**Texto fornecido**
☆ ☆ ☆ ☆ ☆ ☆ ☆

O que tem Spielberg a ver com Amor Sem Wi-Fi? Digamos que a minissérie norueguesa em estreia hoje no canal TVCine Edition (22h10) e TVCine+, remete para a mesma problemática levantada, na altura, por Ready Player One. A saber: a vida online está a tomar conta do dia-a-dia de muitos jovens e adultos, sendo, neste caso específico, a realidade virtual (em vez das redes sociais mais comuns) que reflete um modelo de existência caracterizado pelo isolamento físico.

Com o título original Dates in Real Life, a comédia dramática, ou romântica, escrita e realizada por Jakob Rørvik (Prémio de Melhor Série no festival Series Mania, em Lille) não se apresenta, no entanto, como uma reflexão sisuda ou simplista sobre os “malefícios da internet”. Tira antes partido da grelha própria das romcoms para explorar a aparência das relações modernas, e assim alcançar a forma de um conto de crescimento, que põe o conflito entre “real” e “virtual” no centro da aventura humana da protagonista.

Os avatares.
Os avatares.

O corpo na era digital

Temos então uma jovem norueguesa, Ida (Gina Bernhoft Gørvell), que namora à distância com Marvin, um rapaz americano, sem que ambos alguma vez tenham estado fisicamente juntos... Como é que se concretiza a relação? Eles encontram-se através dos seus avatares num jogo online, levando uma rotina no espaço virtual que simula a presença e o toque, como se vivessem, de facto, dentro da casa que construíram digitalmente à beira-mar. Um dia, Marvin conta-lhe que conheceu alguém “IRL” (“na vida real”), que está aberto a essa descoberta, e Ida, a ferver de raiva, imbuída num sentimento de traição, inicia a sua própria busca por contactos físicos fora da bolha existencial que é o sótão de casa onde passa os dias em frente ao computador.

☆ ☆ ☆ ☆ ☆ ☆ ☆

**Informação**
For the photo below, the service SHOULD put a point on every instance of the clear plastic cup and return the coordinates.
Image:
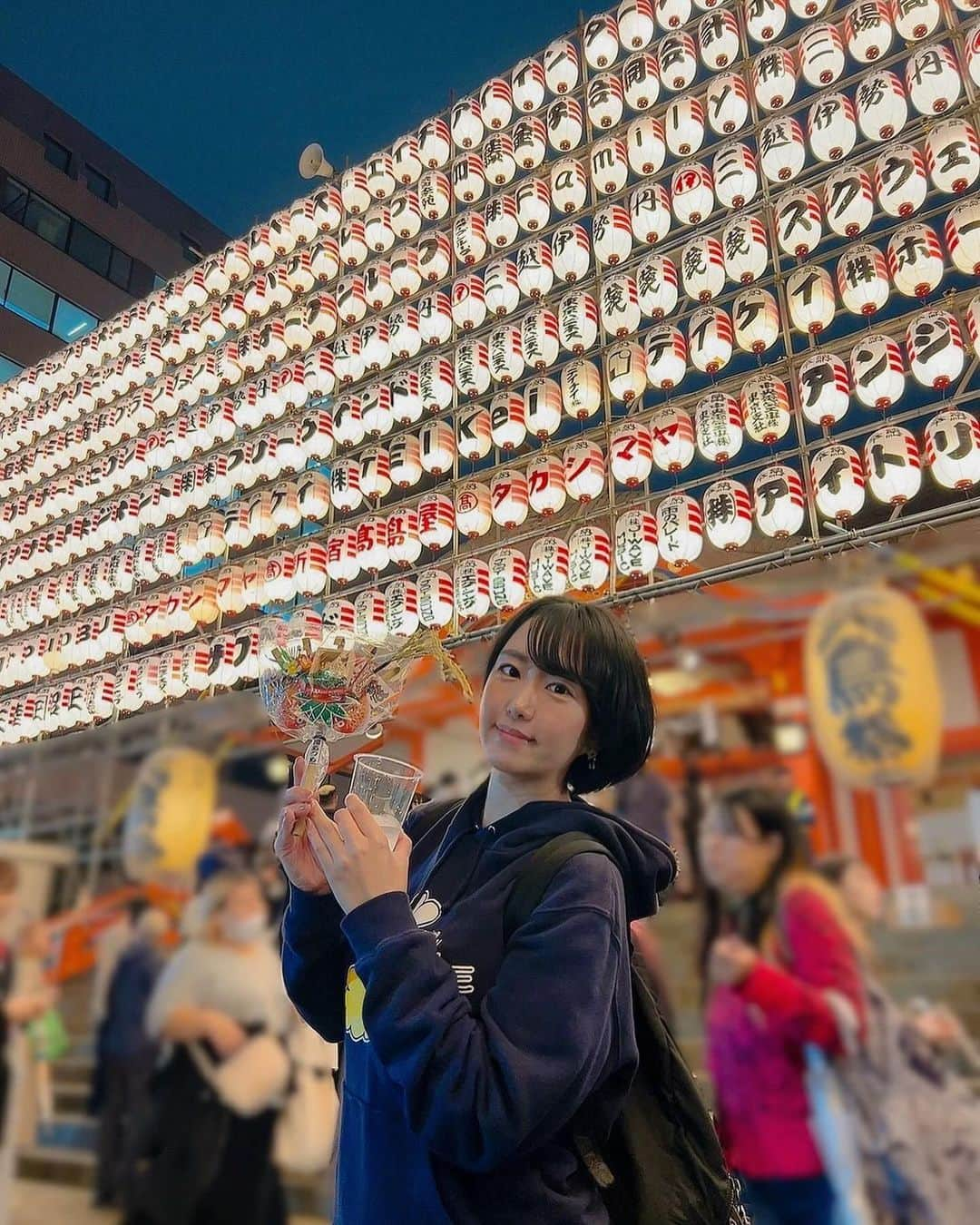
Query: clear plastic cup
(387, 787)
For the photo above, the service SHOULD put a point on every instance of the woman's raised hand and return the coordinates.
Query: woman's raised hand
(298, 836)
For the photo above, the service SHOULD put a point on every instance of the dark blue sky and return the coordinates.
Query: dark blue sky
(216, 100)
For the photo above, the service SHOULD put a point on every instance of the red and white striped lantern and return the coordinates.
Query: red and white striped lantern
(584, 471)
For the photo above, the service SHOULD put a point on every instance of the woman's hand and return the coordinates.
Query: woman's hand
(730, 961)
(297, 837)
(356, 857)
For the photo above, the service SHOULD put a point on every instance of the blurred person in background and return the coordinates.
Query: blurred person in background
(129, 1056)
(222, 993)
(917, 1122)
(779, 961)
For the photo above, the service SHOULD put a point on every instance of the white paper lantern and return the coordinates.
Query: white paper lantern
(936, 350)
(838, 482)
(778, 501)
(473, 514)
(436, 604)
(584, 471)
(590, 559)
(953, 448)
(877, 374)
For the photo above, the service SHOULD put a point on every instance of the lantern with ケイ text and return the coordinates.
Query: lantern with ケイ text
(778, 501)
(874, 690)
(935, 347)
(953, 448)
(472, 588)
(631, 454)
(590, 557)
(405, 543)
(892, 465)
(838, 482)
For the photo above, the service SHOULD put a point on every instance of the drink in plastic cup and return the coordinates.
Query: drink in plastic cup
(387, 787)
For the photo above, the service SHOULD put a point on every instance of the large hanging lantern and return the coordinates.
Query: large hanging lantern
(718, 426)
(892, 465)
(953, 448)
(679, 531)
(778, 501)
(766, 408)
(916, 260)
(874, 689)
(936, 350)
(590, 556)
(548, 566)
(838, 482)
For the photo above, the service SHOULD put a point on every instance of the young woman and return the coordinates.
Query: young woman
(468, 1063)
(780, 968)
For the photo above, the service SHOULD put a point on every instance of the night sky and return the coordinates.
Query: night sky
(216, 100)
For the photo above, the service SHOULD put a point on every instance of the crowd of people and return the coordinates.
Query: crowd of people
(473, 1060)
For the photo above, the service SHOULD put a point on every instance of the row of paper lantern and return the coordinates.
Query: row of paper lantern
(892, 471)
(935, 347)
(848, 200)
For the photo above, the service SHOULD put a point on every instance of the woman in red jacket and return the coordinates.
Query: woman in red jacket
(781, 972)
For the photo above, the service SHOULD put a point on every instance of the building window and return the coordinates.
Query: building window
(97, 182)
(30, 299)
(56, 154)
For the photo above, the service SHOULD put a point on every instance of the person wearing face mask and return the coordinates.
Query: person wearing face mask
(205, 1164)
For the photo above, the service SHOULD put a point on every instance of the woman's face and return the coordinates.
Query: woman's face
(735, 857)
(532, 725)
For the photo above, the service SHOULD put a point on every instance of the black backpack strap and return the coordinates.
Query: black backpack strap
(542, 867)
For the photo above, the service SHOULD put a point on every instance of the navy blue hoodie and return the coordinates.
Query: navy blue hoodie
(467, 1071)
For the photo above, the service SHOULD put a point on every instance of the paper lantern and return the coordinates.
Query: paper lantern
(872, 689)
(590, 557)
(953, 156)
(766, 408)
(838, 482)
(863, 279)
(692, 193)
(778, 501)
(473, 514)
(718, 426)
(867, 31)
(548, 566)
(963, 237)
(953, 448)
(936, 350)
(822, 59)
(810, 293)
(756, 321)
(900, 181)
(727, 104)
(508, 578)
(916, 260)
(472, 588)
(370, 615)
(641, 81)
(892, 465)
(581, 389)
(436, 604)
(569, 185)
(612, 234)
(665, 352)
(678, 59)
(781, 150)
(436, 520)
(626, 371)
(679, 531)
(657, 287)
(718, 39)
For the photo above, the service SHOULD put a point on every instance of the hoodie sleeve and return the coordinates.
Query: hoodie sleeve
(483, 1089)
(315, 962)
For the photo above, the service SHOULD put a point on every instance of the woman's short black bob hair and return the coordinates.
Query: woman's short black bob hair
(585, 644)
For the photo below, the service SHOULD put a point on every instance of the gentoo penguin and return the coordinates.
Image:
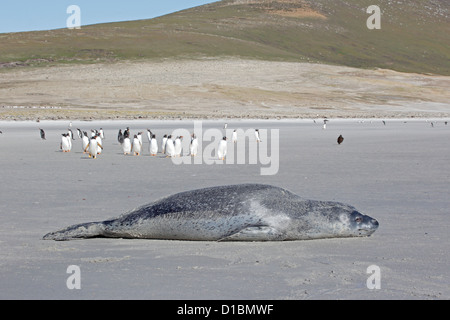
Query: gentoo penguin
(84, 141)
(234, 137)
(163, 144)
(177, 146)
(222, 150)
(137, 145)
(126, 145)
(149, 135)
(153, 146)
(93, 147)
(258, 139)
(120, 136)
(193, 148)
(170, 148)
(99, 141)
(69, 131)
(65, 145)
(126, 133)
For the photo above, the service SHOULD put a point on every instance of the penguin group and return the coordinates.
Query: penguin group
(132, 144)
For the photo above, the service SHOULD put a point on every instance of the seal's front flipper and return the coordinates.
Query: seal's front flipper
(255, 233)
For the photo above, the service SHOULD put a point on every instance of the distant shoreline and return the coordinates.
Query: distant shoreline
(219, 88)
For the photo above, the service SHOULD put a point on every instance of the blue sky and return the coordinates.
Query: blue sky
(31, 15)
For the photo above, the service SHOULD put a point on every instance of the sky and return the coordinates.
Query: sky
(32, 15)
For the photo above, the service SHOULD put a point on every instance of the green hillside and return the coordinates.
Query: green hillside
(413, 35)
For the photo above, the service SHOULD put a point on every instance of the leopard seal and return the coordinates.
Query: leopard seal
(245, 212)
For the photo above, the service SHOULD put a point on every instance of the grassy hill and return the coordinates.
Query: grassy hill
(413, 35)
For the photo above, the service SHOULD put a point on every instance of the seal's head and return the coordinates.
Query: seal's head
(360, 224)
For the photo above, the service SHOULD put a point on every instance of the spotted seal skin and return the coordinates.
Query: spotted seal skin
(248, 212)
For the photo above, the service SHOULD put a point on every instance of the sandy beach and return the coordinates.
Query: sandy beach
(396, 172)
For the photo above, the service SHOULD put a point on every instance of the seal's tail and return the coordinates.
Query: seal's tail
(78, 231)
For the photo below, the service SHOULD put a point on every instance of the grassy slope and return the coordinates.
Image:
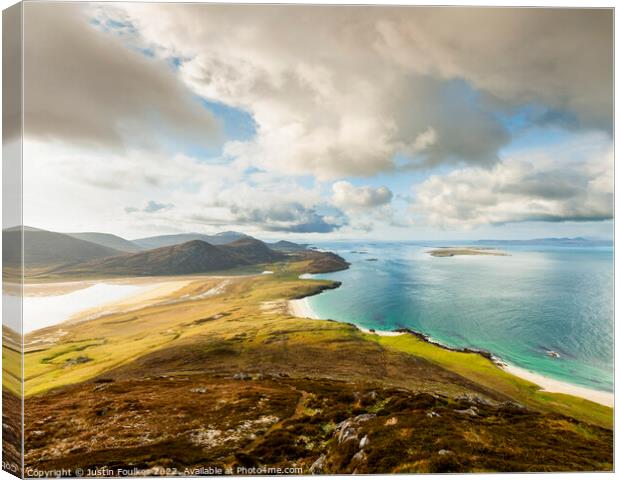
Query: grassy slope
(247, 327)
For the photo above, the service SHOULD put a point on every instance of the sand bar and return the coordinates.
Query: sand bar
(556, 386)
(301, 308)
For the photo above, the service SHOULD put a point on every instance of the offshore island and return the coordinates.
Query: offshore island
(208, 364)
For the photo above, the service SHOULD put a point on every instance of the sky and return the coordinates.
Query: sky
(318, 122)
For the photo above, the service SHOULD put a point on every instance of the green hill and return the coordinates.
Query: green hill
(107, 240)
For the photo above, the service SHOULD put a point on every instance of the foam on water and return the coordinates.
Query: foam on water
(521, 307)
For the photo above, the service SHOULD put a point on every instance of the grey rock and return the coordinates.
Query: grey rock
(199, 390)
(318, 465)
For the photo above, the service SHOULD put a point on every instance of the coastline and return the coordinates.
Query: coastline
(301, 308)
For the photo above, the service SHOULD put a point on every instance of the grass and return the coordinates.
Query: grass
(484, 372)
(247, 326)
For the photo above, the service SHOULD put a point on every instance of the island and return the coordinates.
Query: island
(212, 368)
(455, 251)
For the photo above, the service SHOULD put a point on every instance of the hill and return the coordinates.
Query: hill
(42, 248)
(253, 251)
(107, 240)
(194, 256)
(285, 246)
(176, 239)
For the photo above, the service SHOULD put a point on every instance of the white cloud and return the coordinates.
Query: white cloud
(571, 182)
(349, 89)
(86, 87)
(348, 197)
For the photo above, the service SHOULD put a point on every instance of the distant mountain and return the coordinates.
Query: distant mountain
(42, 248)
(176, 239)
(253, 250)
(285, 246)
(195, 256)
(107, 240)
(558, 241)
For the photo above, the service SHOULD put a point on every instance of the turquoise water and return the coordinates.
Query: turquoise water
(519, 307)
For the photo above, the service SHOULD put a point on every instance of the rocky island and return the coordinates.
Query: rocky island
(455, 251)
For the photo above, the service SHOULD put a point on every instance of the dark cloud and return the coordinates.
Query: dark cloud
(151, 207)
(84, 86)
(288, 217)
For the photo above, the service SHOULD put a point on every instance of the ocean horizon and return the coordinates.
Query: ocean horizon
(546, 307)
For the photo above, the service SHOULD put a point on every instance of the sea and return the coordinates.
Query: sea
(541, 298)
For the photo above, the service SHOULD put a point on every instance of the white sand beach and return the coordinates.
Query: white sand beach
(51, 304)
(556, 386)
(301, 308)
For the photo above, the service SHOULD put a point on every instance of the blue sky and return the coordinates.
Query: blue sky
(229, 120)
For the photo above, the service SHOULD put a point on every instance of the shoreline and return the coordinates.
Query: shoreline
(301, 308)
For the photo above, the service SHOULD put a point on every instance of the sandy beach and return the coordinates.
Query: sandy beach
(551, 385)
(301, 308)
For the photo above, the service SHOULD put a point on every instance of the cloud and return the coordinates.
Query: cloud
(358, 90)
(348, 197)
(151, 207)
(86, 87)
(571, 182)
(289, 217)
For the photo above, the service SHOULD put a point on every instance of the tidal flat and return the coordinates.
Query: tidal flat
(234, 379)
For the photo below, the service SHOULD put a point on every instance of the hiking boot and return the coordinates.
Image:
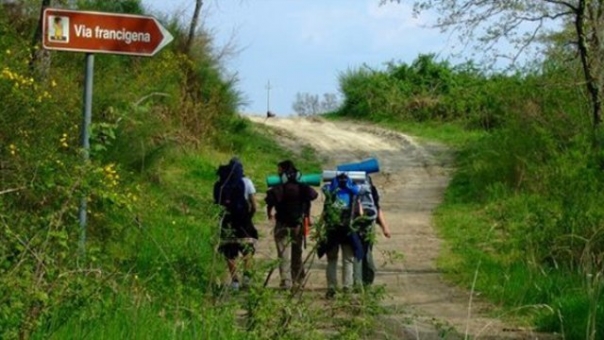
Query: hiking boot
(285, 284)
(246, 282)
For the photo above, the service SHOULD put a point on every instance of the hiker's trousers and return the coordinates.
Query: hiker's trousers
(289, 243)
(364, 270)
(348, 261)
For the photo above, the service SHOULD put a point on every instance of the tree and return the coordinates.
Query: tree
(522, 24)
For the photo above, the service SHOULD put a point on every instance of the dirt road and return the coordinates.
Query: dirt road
(412, 181)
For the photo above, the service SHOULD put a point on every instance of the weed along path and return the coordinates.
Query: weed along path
(412, 180)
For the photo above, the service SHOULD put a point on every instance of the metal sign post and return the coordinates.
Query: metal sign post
(98, 32)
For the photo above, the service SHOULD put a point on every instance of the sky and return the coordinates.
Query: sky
(286, 47)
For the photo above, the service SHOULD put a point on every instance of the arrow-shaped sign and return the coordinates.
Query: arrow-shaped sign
(98, 32)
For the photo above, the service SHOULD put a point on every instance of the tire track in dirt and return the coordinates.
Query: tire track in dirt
(412, 181)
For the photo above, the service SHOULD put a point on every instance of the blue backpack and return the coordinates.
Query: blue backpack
(342, 194)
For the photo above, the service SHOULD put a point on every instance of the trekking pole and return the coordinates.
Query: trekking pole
(306, 228)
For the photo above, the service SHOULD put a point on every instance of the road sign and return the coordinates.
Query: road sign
(99, 32)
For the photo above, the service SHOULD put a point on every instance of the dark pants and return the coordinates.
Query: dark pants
(364, 270)
(289, 242)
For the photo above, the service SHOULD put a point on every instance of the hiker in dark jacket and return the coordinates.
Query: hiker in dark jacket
(291, 201)
(238, 235)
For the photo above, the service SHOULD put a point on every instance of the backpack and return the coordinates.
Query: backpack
(340, 203)
(229, 190)
(367, 209)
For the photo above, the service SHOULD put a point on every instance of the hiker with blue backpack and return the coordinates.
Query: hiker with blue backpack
(238, 235)
(341, 201)
(291, 201)
(364, 270)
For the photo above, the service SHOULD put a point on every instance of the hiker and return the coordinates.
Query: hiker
(364, 270)
(291, 201)
(238, 235)
(341, 200)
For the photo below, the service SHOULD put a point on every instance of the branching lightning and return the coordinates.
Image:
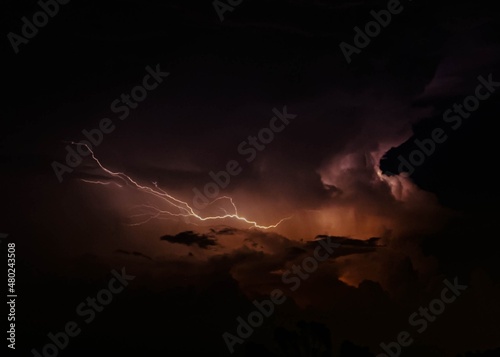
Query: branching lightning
(178, 208)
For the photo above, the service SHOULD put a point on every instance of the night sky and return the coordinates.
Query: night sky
(209, 158)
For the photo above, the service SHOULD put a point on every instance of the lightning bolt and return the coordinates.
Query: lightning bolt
(181, 209)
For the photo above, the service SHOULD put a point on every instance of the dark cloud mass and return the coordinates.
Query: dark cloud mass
(331, 174)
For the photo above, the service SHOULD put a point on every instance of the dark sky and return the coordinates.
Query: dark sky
(332, 171)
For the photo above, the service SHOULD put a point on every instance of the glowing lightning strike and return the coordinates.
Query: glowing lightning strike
(185, 210)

☆ ☆ ☆ ☆ ☆ ☆ ☆

**Conjunto de tarefas**
**A.** Segundo o texto sobre a minissérie, em que lugar passa Ida os dias em frente ao computador?
**B.** No texto sobre a minissérie, substitui "avatares" por "personagens" no trecho que vai de "Temos então uma" até "frente ao computador.".

**Respostas**
**A.** No sótão de casa.

**B.**
Temos então uma jovem norueguesa, Ida (Gina Bernhoft Gørvell), que namora à distância com Marvin, um rapaz americano, sem que ambos alguma vez tenham estado fisicamente juntos... Como é que se concretiza a relação? Eles encontram-se através dos seus personagens num jogo online, levando uma rotina no espaço virtual que simula a presença e o toque, como se vivessem, de facto, dentro da casa que construíram digitalmente à beira-mar. Um dia, Marvin conta-lhe que conheceu alguém “IRL” (“na vida real”), que está aberto a essa descoberta, e Ida, a ferver de raiva, imbuída num sentimento de traição, inicia a sua própria busca por contactos físicos fora da bolha existencial que é o sótão de casa onde passa os dias em frente ao computador.